# TEXTO DE ORIGEM:
Dado o seu ofício, poderia ter-nos brindado com uma breve resenha histórica com alusões às raízes bíblicas do racismo, à tese de Platão de que uns povos nasceram para ser livres e outros para experimentarem a escravidão ou ainda à proibição de casamento entre patrícios e plebeus na Roma Antiga. Claro que se o fizesse talvez não pudesse ignorar que o período de difusão do cristianismo, defensor da igualdade racial, terá facilitado as ligações entre os diversos povos, o que não contribuiria para a sua tese do muro civilizacional. Como defender a priori a exclusão em nome de uma doutrina que postula o acolhimento?

 

Por outro lado, seria de esperar que alguém com pergaminhos académicos se abstivesse de fazer generalizações primárias e abusivas em tom panfletário. Um espaço público de debate talvez não lhe mereça os cuidados que dispensa às publicações validadas pela sua casta, mas a compreensível ausência de notas de rodapé não pode ser substituída por afirmações genéricas que aspiram a ser argumentos de autoridade ou conclusões frívolas baseadas em observações empíricas à la carte. A insigne historiadora que satiriza a criação de um “observatório do racismo”, imaginando o processo de monitorização da discriminação “a partir de gabinetes almofadados onde se sentariam os observadores”, apresenta como amostra representativa da sua conclusão de que os africanos se detestam uns aos outros o testemunho de uma “empregada negra” do seu prédio.

# DADOS FORNECIDOS:
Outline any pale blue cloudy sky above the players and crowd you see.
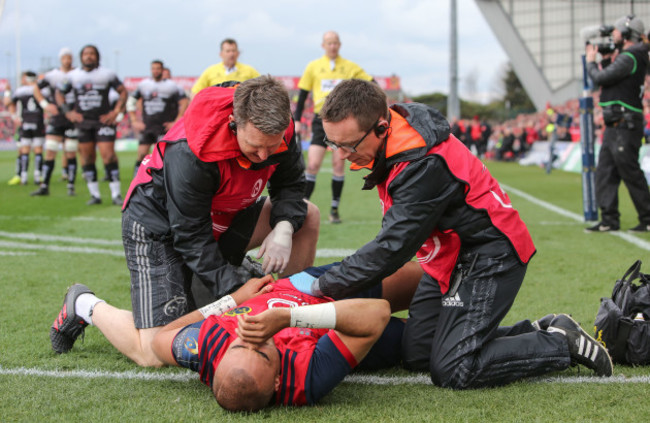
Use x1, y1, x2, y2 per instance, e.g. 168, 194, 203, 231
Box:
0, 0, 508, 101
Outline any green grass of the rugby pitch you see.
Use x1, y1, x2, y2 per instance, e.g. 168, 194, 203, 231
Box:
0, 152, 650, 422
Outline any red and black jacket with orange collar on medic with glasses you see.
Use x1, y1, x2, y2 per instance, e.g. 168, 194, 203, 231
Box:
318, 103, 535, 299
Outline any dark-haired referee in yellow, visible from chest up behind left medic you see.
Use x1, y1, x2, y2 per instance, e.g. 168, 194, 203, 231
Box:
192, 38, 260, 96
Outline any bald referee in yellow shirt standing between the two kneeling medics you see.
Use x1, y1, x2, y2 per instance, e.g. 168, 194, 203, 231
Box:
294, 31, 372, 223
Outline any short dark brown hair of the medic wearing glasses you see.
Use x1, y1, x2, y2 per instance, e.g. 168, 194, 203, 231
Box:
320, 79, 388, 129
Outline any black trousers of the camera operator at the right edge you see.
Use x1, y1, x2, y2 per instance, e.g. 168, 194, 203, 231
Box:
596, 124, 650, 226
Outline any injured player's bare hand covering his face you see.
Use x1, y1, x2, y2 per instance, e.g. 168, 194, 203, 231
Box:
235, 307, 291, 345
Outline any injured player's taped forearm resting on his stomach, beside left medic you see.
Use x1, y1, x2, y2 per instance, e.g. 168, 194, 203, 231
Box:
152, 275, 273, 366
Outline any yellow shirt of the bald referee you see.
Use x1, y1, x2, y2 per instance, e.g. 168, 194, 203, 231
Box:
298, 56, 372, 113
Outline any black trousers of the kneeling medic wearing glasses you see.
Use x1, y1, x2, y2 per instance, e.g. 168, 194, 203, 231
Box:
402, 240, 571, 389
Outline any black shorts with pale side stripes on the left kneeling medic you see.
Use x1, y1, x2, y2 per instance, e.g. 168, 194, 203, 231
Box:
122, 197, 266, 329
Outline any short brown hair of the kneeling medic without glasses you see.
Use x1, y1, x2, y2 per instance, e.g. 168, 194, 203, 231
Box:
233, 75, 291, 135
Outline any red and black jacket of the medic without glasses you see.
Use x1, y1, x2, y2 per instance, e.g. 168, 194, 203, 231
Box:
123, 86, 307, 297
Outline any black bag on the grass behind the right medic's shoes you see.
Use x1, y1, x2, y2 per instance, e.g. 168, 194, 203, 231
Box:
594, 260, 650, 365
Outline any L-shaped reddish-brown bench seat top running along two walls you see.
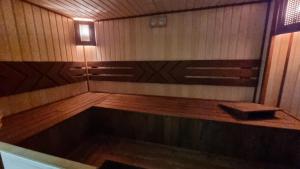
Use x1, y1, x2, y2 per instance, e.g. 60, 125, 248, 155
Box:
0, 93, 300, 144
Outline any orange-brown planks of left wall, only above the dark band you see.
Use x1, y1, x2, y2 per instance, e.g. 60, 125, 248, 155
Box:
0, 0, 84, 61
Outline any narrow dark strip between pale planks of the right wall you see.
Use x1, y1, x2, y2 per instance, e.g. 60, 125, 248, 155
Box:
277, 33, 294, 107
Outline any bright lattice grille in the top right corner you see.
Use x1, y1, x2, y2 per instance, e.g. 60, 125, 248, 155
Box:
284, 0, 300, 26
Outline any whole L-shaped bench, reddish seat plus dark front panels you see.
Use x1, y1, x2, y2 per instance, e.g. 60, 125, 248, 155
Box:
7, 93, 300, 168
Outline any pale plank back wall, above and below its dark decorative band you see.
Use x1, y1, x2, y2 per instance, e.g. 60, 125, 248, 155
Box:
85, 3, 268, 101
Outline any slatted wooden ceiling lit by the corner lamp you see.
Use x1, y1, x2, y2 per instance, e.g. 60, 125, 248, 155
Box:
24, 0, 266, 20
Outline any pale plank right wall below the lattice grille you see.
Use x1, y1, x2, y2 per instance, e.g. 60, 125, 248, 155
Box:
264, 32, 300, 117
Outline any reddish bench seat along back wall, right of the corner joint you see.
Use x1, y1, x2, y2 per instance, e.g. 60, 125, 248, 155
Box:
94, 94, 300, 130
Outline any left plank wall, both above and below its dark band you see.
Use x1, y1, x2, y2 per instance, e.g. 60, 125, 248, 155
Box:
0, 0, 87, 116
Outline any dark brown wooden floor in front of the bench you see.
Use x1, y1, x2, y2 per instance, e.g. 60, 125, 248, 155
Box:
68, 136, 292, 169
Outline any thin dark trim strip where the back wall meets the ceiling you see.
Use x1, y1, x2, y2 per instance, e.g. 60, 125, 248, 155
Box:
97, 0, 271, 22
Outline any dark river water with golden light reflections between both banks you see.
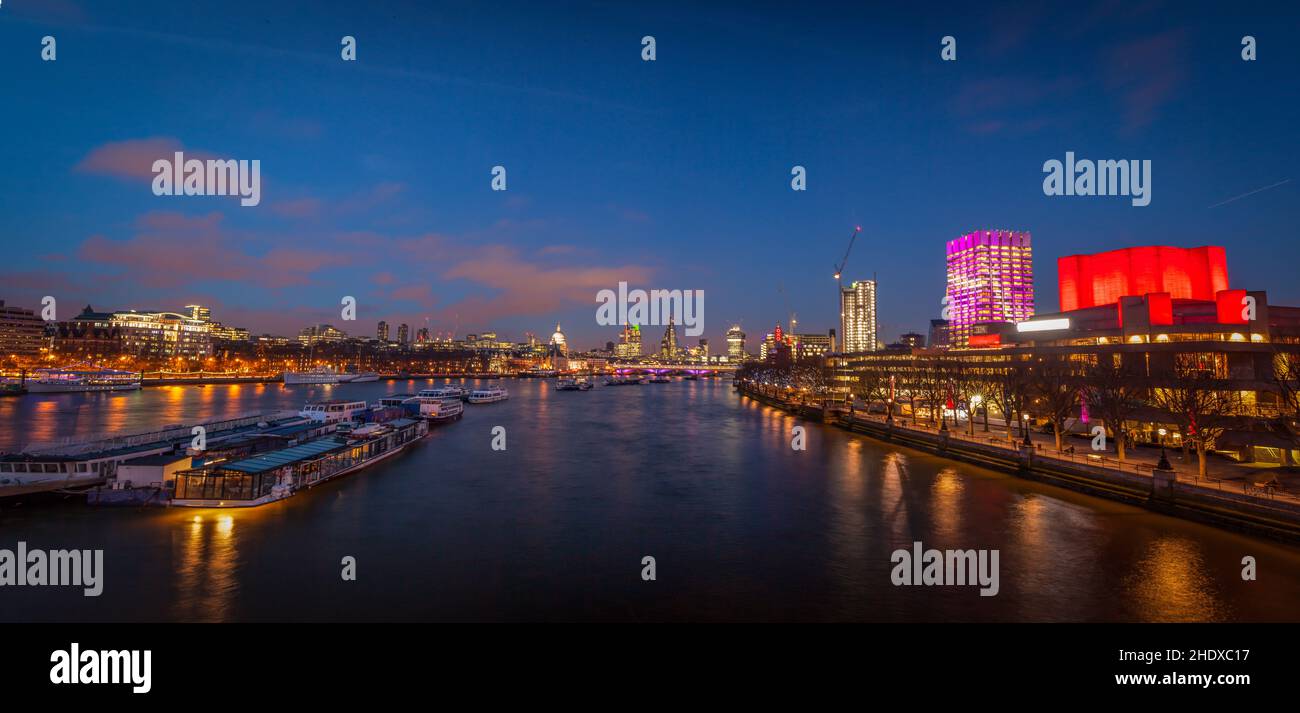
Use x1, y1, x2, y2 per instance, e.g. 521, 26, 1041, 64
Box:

...

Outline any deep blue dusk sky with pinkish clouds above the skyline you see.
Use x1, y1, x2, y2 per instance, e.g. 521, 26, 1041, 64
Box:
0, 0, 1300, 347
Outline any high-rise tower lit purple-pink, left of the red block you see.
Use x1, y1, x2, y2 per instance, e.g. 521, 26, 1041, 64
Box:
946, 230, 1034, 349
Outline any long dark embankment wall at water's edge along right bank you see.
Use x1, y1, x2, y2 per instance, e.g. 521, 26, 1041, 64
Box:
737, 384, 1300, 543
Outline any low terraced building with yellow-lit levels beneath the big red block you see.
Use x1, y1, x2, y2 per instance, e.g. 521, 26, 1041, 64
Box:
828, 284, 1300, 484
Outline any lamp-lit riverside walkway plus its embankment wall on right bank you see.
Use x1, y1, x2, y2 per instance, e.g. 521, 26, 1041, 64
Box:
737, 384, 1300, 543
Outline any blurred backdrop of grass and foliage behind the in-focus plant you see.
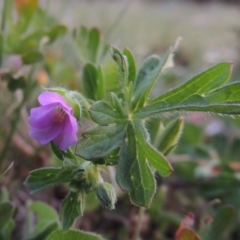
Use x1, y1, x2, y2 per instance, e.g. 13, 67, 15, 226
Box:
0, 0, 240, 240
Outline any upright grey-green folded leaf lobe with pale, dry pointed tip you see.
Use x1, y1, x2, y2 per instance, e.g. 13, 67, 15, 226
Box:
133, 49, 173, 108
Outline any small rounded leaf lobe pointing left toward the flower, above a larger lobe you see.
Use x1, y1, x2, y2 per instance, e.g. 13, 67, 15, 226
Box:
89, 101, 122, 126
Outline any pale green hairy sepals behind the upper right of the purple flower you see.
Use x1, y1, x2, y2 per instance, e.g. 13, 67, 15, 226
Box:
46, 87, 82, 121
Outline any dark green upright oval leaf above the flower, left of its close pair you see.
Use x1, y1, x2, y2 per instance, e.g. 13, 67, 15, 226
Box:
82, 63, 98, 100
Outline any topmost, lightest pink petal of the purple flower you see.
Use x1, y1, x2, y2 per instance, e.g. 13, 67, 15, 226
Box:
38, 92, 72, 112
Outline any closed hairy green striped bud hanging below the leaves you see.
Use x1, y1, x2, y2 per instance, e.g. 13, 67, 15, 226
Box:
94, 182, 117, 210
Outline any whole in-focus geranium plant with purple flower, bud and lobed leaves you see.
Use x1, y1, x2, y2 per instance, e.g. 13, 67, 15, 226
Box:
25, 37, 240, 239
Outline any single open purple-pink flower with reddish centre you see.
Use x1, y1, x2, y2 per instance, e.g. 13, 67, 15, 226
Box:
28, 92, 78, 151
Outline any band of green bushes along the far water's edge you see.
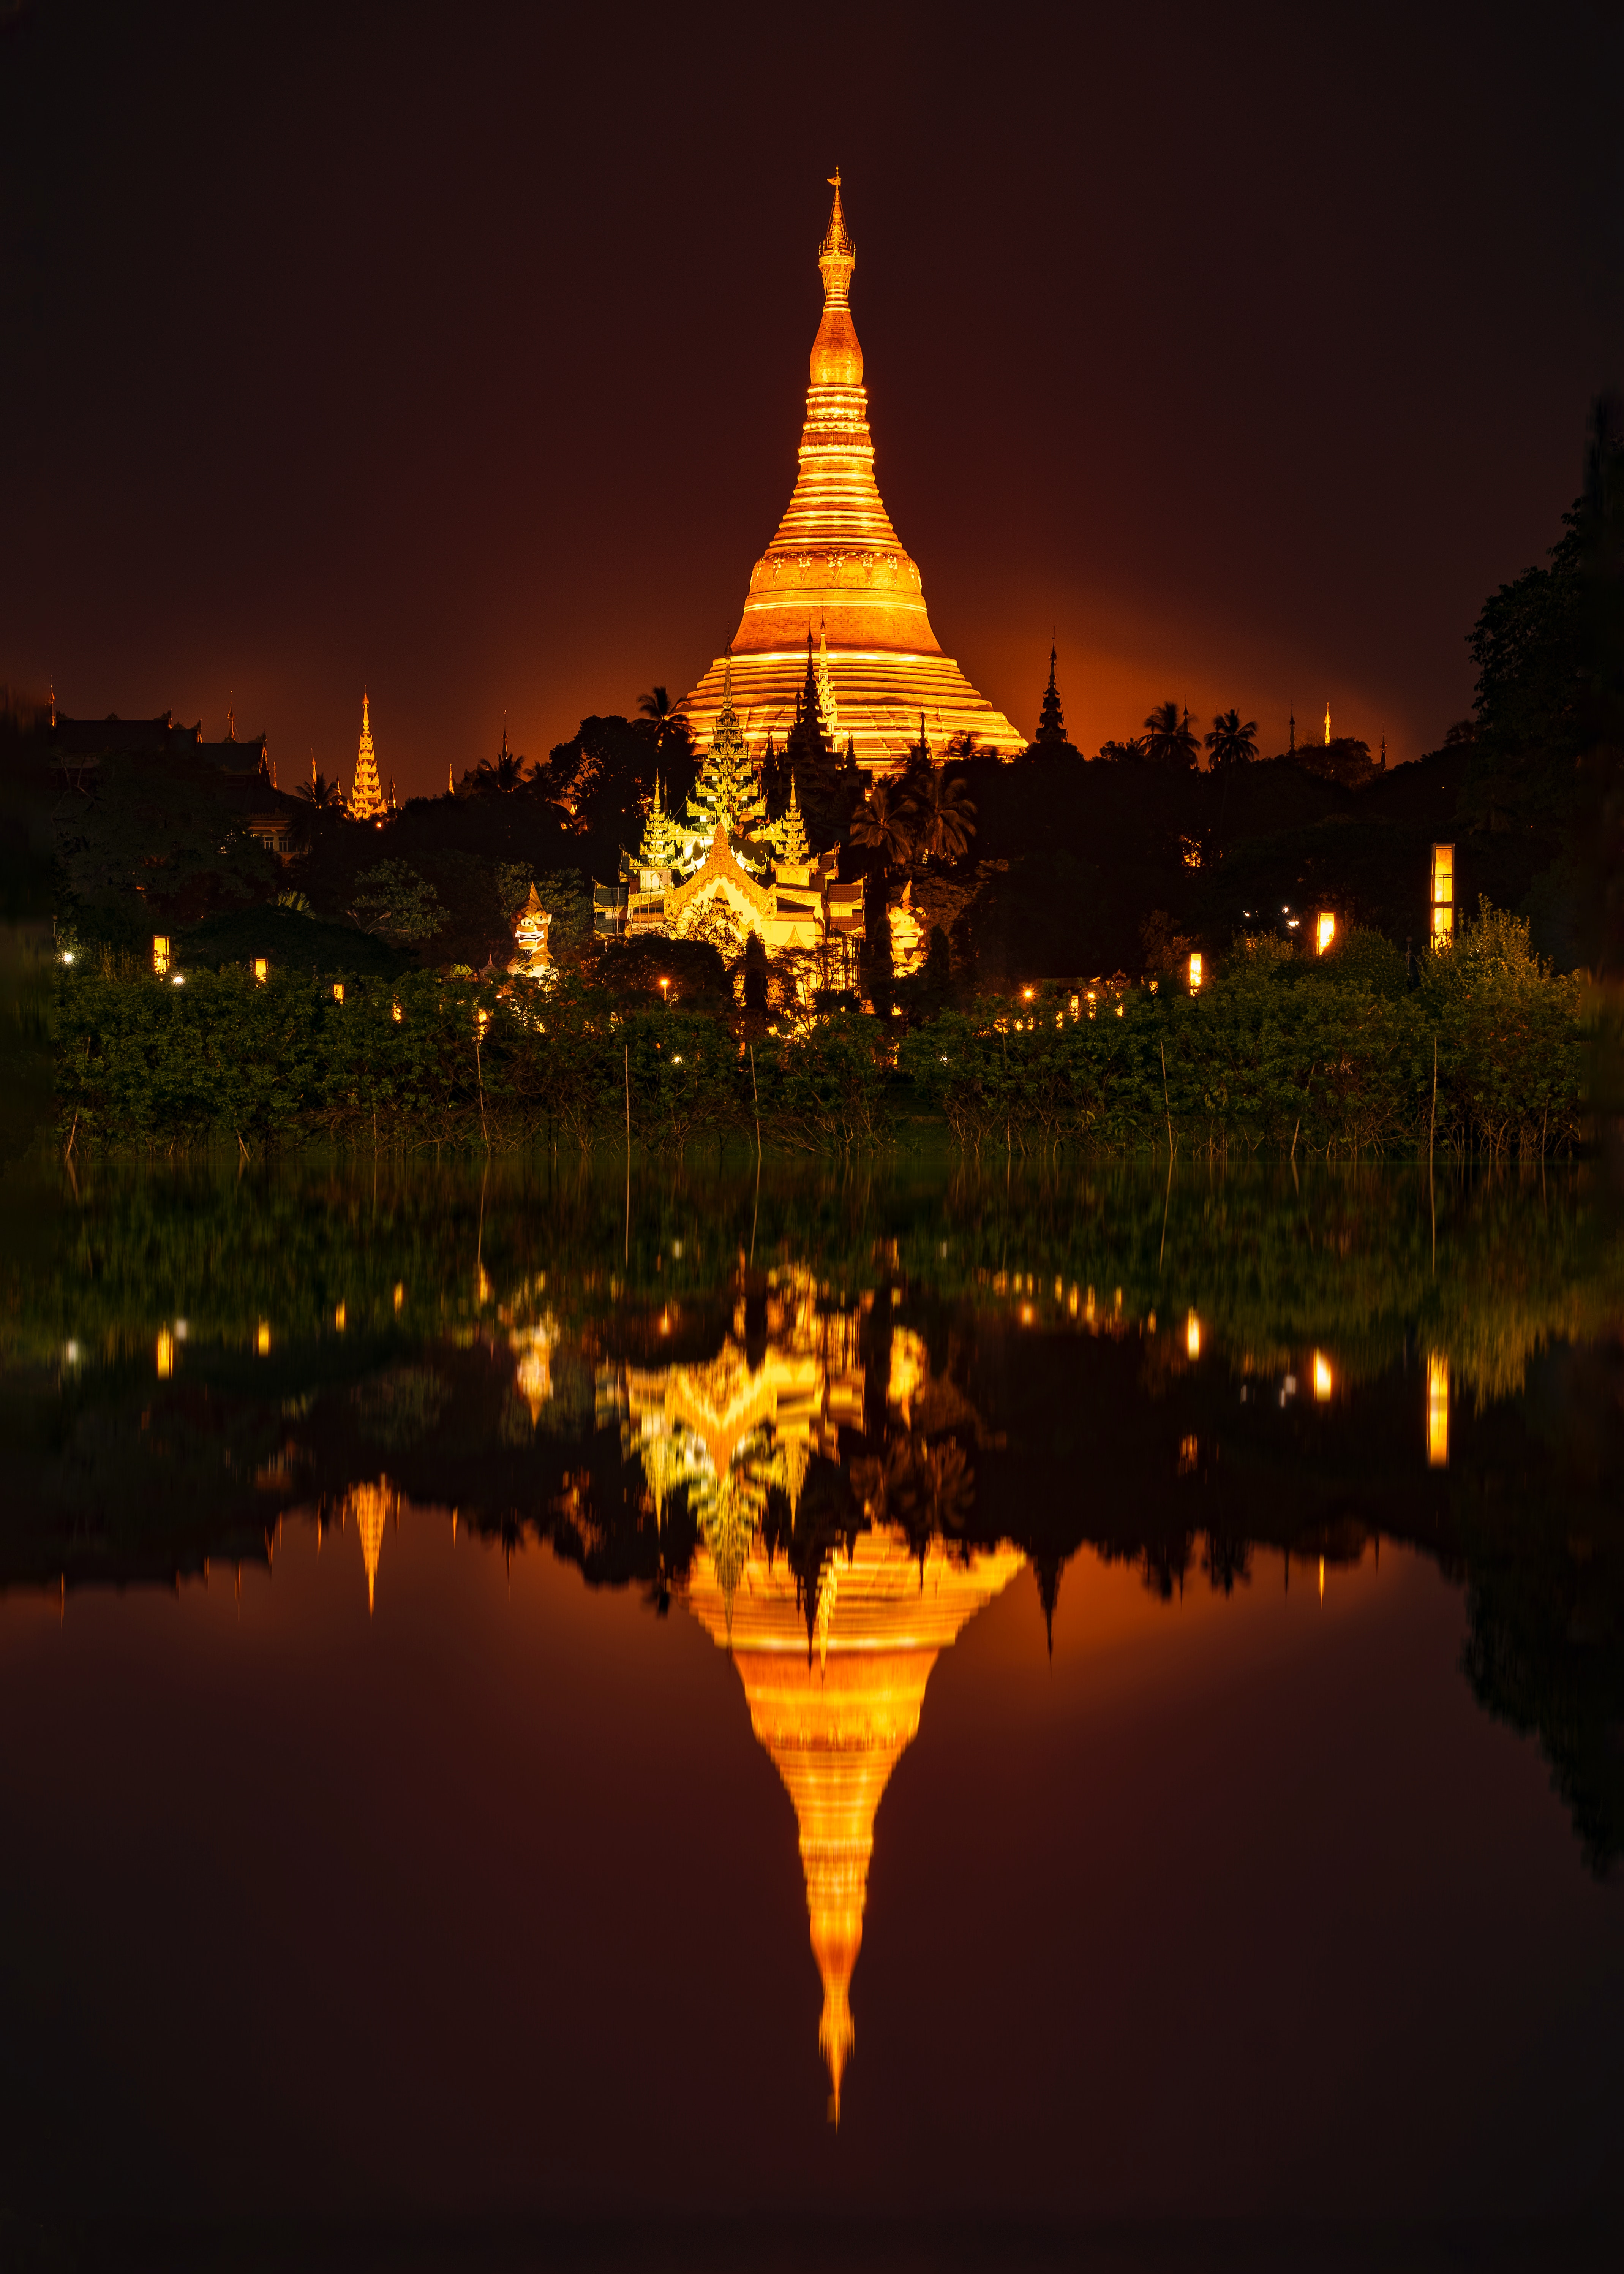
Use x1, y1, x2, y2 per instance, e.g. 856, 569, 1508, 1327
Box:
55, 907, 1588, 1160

# INSTRUÇÃO:
Escreva a continuação do texto de opinião sobre racismo, começando logo após a última frase apresentada.

# RESULTADO:
Tenho o hábito de ler os artigos de Maria de Fátima Bonifácio editados pelo Público, porque apesar de invariavelmente discordar dos seus argumentos não exerço nas escolhas que faço enquanto leitor um veto com base em preconceitos ideológicos ou discriminações de qualquer espécie. A historiadora poderia ter optado, a bem de um debate equilibrado e salutar, por discutir as limitações da integração ou do multiculturalismo ou, se assim o entendesse, a imprescindibilidade da assimilação ou a sua impossibilidade no caso das “minorias exóticas”. Ao escolher o território do radicalismo argumentativo e ao, no mínimo, acolher no seu texto considerandos de teor racista e xenófobo, desqualificou o seu contributo para um debate relevante em favor de tiradas polémicas que lhe garantirão, seguramente, os likes de gente pouco recomendável. Eis um mérito que não lhe gabo.

 

Bonifácio faz alusões ao que chama “farsa multicultural”. Considerando que se pode designar por farsa um acto pouco sério, uma mentira ou uma ilusão, a historiadora parece ter invertido com a sua diatribe um célebre postulado de Marx, calcorreando ela própria a passadeira vermelha da farsa em direcção à tragédia pessoal do descrédito e, sobretudo, da desumanidade.